__CHALLENGE__: Output only the span of lines that begins at the line containing "of the rock" and ends at the last line of the data, both included, exactly as they appear.
○ ○ ○ ○ ○
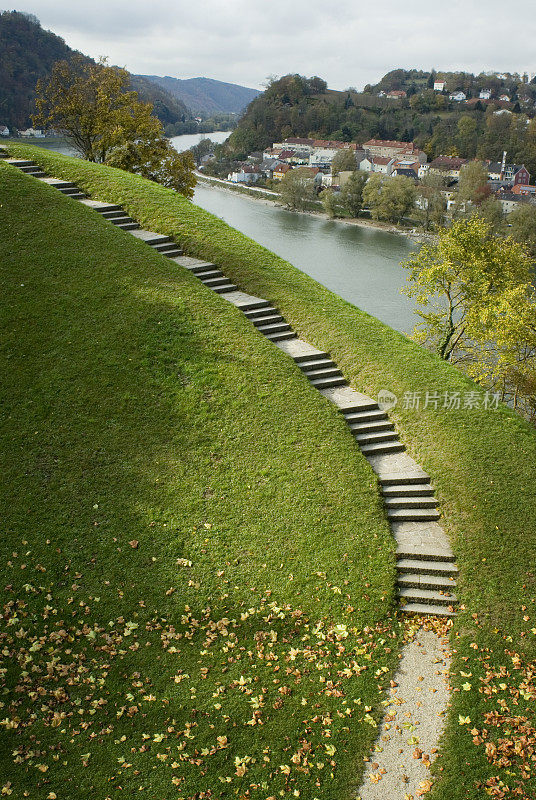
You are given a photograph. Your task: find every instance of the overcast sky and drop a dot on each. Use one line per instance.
(346, 42)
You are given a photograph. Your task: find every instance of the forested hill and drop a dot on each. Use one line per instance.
(305, 107)
(27, 53)
(205, 96)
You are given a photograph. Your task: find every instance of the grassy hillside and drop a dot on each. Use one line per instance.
(482, 463)
(197, 576)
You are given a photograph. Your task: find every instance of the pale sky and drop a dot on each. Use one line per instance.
(346, 42)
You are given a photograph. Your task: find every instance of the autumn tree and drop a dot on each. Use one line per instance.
(389, 199)
(297, 188)
(89, 104)
(343, 161)
(457, 280)
(352, 193)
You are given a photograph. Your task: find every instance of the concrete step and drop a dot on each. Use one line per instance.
(408, 490)
(276, 327)
(228, 287)
(413, 514)
(267, 319)
(280, 337)
(171, 253)
(212, 282)
(382, 448)
(426, 566)
(398, 479)
(427, 610)
(427, 596)
(113, 212)
(359, 408)
(325, 372)
(418, 580)
(365, 416)
(209, 273)
(317, 363)
(371, 427)
(373, 438)
(307, 357)
(328, 383)
(253, 313)
(126, 226)
(410, 502)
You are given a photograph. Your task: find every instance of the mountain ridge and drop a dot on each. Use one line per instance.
(206, 96)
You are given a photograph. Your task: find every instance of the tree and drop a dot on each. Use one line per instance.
(158, 161)
(523, 222)
(433, 203)
(89, 104)
(458, 279)
(389, 198)
(297, 188)
(344, 161)
(472, 186)
(352, 193)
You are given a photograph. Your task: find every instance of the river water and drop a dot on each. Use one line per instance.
(361, 265)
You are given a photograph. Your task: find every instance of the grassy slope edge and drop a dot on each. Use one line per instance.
(185, 524)
(482, 463)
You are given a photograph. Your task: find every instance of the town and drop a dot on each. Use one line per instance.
(509, 183)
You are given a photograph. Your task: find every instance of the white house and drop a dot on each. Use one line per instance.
(35, 132)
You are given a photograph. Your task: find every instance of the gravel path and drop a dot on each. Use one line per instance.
(414, 719)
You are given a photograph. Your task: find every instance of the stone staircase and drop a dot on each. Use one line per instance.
(426, 569)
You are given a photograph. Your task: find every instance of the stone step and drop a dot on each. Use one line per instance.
(276, 327)
(213, 272)
(427, 610)
(212, 282)
(425, 566)
(373, 438)
(171, 253)
(397, 479)
(427, 596)
(359, 408)
(301, 359)
(370, 427)
(410, 502)
(383, 448)
(413, 514)
(113, 212)
(266, 319)
(259, 312)
(280, 337)
(163, 247)
(408, 490)
(316, 363)
(437, 555)
(327, 383)
(229, 287)
(417, 580)
(365, 416)
(126, 226)
(326, 372)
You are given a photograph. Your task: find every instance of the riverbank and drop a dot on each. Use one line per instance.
(269, 197)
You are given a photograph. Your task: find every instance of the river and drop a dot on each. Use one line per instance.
(360, 264)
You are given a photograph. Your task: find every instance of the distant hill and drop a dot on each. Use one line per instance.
(27, 53)
(205, 96)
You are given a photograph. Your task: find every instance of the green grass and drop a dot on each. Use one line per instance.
(139, 408)
(482, 463)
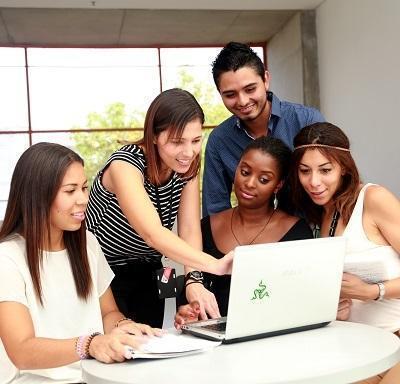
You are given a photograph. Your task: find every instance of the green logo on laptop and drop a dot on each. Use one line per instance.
(261, 292)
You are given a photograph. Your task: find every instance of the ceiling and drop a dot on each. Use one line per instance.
(143, 23)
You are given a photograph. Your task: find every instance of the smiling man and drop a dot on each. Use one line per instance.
(243, 84)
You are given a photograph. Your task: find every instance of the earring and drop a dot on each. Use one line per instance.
(275, 202)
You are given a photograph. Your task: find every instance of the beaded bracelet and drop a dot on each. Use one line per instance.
(82, 345)
(121, 320)
(193, 282)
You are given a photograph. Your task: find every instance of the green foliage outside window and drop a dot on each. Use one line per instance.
(96, 147)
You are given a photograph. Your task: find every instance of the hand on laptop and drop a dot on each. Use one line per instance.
(187, 314)
(355, 288)
(344, 309)
(206, 300)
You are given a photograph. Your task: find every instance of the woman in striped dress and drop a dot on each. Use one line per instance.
(136, 198)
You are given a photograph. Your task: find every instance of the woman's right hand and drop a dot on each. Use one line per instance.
(187, 314)
(343, 312)
(224, 266)
(115, 347)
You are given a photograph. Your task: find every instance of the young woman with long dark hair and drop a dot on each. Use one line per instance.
(326, 186)
(136, 198)
(55, 295)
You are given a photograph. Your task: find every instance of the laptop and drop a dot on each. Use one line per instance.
(279, 288)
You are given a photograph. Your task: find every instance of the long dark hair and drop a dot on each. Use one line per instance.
(171, 110)
(35, 182)
(346, 195)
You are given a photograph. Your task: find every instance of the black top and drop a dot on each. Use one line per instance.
(220, 285)
(119, 241)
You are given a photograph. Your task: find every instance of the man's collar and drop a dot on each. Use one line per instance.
(275, 104)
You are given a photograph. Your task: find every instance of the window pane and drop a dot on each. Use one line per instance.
(68, 85)
(13, 96)
(9, 155)
(94, 147)
(190, 69)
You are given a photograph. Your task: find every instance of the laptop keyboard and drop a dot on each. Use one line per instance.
(220, 327)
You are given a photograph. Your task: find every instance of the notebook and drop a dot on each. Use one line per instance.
(279, 288)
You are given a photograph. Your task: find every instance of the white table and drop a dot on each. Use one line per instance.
(342, 352)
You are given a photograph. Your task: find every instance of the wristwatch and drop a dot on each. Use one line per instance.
(195, 276)
(381, 295)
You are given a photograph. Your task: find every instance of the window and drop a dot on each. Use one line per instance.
(93, 99)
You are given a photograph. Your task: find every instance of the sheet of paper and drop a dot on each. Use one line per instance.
(173, 345)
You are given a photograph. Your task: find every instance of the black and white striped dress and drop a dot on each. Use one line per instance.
(119, 241)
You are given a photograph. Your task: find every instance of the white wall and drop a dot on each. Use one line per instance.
(359, 69)
(284, 54)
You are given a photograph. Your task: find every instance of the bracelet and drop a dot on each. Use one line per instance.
(193, 282)
(82, 345)
(89, 341)
(121, 320)
(79, 349)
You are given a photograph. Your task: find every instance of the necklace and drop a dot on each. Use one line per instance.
(258, 234)
(335, 219)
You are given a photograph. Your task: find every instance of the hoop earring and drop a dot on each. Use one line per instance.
(275, 202)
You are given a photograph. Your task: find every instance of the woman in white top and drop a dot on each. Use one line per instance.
(327, 187)
(56, 305)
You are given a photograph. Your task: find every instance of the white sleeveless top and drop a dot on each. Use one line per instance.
(384, 313)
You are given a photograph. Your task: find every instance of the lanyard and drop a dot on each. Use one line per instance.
(335, 219)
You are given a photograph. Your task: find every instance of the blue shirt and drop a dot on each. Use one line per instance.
(228, 140)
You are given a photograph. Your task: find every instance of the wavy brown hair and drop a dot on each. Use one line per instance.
(346, 195)
(35, 182)
(171, 110)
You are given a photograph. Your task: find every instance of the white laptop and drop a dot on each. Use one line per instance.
(279, 288)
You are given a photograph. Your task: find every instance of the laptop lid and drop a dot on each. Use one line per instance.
(284, 286)
(279, 288)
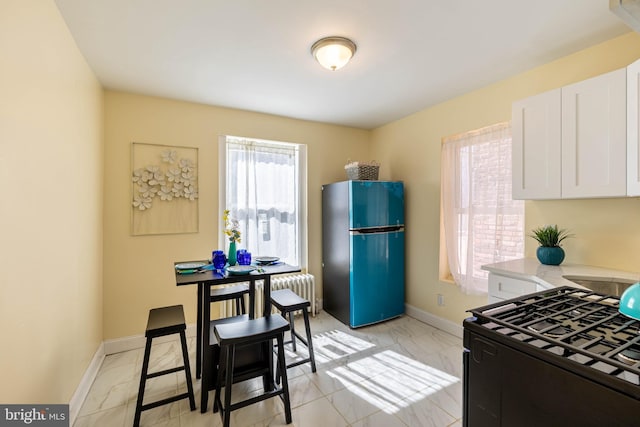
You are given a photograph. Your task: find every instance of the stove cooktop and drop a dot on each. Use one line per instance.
(576, 325)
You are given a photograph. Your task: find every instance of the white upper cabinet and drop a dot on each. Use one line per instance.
(572, 142)
(633, 133)
(536, 133)
(594, 137)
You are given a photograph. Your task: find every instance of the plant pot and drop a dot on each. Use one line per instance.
(550, 255)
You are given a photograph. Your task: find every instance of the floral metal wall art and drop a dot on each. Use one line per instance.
(164, 189)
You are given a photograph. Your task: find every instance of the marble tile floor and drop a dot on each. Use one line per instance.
(398, 373)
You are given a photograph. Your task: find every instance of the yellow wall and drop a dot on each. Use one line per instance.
(607, 230)
(138, 270)
(51, 210)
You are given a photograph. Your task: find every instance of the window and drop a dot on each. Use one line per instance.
(263, 184)
(482, 224)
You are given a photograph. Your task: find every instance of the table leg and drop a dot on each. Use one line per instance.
(207, 370)
(199, 331)
(267, 296)
(252, 298)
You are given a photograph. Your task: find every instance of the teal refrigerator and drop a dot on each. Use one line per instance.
(363, 251)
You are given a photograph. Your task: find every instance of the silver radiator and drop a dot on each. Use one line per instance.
(302, 284)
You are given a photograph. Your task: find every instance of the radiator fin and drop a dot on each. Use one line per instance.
(302, 284)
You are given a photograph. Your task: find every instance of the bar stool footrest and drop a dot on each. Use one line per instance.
(165, 372)
(171, 399)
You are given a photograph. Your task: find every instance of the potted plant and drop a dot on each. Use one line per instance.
(549, 237)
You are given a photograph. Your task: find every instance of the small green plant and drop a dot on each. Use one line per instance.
(550, 235)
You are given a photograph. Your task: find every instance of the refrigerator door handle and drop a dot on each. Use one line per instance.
(373, 230)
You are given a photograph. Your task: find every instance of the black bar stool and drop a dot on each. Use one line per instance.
(234, 292)
(164, 321)
(238, 336)
(288, 302)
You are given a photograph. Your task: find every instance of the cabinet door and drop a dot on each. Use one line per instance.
(594, 142)
(536, 154)
(633, 131)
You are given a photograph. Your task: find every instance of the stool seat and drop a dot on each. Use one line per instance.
(164, 321)
(234, 336)
(251, 331)
(229, 292)
(289, 300)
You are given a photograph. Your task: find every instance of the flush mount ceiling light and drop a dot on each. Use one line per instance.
(630, 302)
(333, 53)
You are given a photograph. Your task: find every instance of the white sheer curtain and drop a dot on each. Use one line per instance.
(262, 194)
(482, 223)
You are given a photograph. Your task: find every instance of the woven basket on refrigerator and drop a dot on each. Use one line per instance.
(362, 171)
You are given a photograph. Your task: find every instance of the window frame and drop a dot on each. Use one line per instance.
(302, 209)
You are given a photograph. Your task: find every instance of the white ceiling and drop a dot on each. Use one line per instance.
(254, 54)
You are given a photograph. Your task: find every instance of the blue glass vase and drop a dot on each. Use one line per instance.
(219, 260)
(231, 256)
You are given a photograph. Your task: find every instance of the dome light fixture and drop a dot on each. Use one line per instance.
(334, 52)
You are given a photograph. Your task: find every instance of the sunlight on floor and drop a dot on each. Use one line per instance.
(387, 379)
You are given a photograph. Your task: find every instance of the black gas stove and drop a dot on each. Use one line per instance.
(560, 357)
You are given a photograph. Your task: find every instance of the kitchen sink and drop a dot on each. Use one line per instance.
(608, 286)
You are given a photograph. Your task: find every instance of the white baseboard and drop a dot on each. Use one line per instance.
(435, 321)
(85, 384)
(119, 345)
(104, 349)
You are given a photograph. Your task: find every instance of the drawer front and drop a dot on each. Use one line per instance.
(501, 287)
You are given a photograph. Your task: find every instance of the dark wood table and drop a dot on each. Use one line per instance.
(205, 280)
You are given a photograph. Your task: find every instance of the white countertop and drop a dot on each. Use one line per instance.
(550, 276)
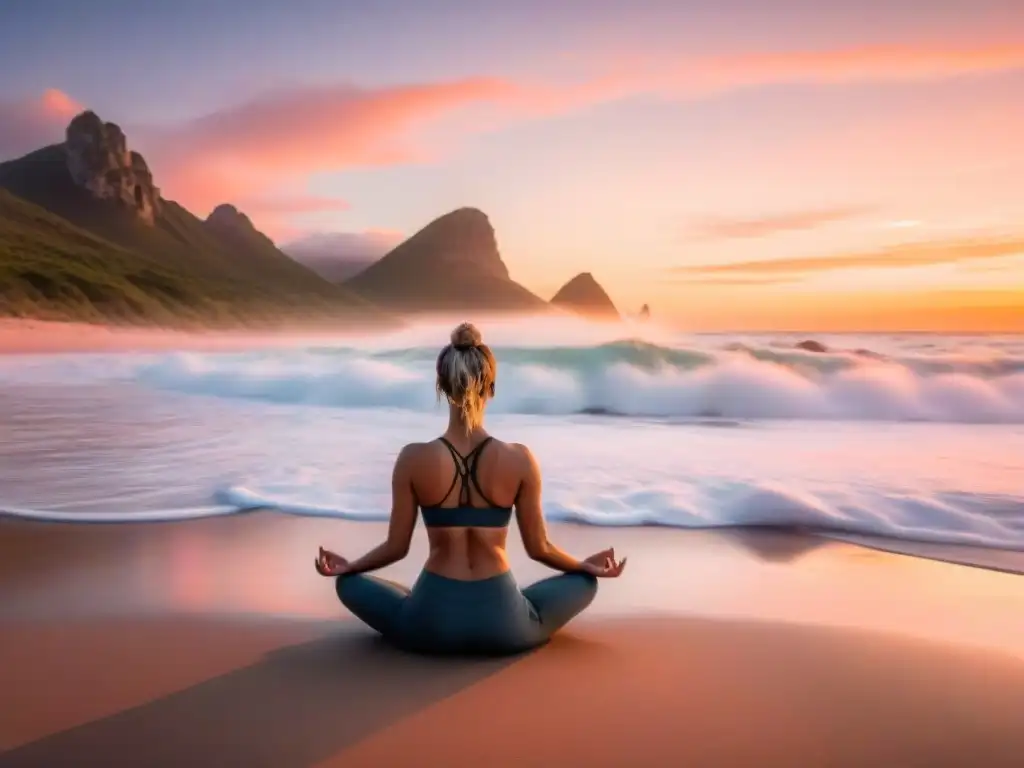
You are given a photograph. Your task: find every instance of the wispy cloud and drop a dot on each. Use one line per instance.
(283, 136)
(717, 227)
(31, 123)
(908, 255)
(730, 282)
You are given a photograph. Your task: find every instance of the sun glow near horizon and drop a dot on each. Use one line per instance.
(729, 180)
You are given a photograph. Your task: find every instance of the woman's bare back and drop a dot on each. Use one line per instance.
(467, 552)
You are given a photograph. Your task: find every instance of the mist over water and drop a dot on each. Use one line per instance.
(914, 437)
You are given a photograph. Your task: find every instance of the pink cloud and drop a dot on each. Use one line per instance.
(763, 226)
(286, 135)
(687, 77)
(241, 153)
(29, 124)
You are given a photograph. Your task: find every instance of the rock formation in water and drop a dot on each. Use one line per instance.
(99, 161)
(453, 263)
(585, 296)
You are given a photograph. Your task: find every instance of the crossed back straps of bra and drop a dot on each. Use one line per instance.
(466, 514)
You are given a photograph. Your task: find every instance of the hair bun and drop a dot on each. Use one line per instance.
(466, 336)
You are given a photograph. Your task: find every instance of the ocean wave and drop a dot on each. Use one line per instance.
(631, 378)
(994, 521)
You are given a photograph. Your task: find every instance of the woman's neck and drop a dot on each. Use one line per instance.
(457, 426)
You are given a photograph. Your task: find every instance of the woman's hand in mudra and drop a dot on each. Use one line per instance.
(604, 564)
(329, 563)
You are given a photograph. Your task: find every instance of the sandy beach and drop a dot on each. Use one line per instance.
(19, 336)
(212, 642)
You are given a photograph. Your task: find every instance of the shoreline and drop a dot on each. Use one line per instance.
(30, 337)
(213, 642)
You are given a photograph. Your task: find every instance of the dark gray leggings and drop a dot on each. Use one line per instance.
(449, 615)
○ ○ ○ ○ ○
__SOLVED EXERCISE__:
You are given a photograph. Your task: find every instance of the rock formation in water and drop a dot on each. Use one line per instance.
(99, 161)
(453, 263)
(585, 296)
You are given a photograph. Your task: find every instance of the crossed back straps of bra and drop a dot on each. Use one line per instance.
(466, 514)
You are given a photograph. Your task: find every instance of the hair bun and drop a dot on each. Use one line per instance.
(466, 336)
You are given a photograph. Your task: find every instance of the ocean wave and drop a dot on each. Use one line per instance.
(631, 378)
(994, 521)
You are given a photograph. Your task: find every instance of the woman's neck and drop a dot on each. Use one line per instance.
(457, 426)
You are given a photograph. Your task: find every instance of the woman's hand in mudra and drop a dot on each. Use one line per instance.
(604, 564)
(329, 563)
You are given a photograph. Your task: find every instance of the sandy beach and drop a dot on each. Use one line per instance.
(19, 336)
(212, 642)
You are given a photograph. Your task: find every instance of the shoreline and drop a dot on each. Use one line per instance.
(30, 337)
(213, 642)
You are given a photograph. Your task: find every instance of the dark gray leggings and drop a dot on each. Use one line per instance.
(449, 615)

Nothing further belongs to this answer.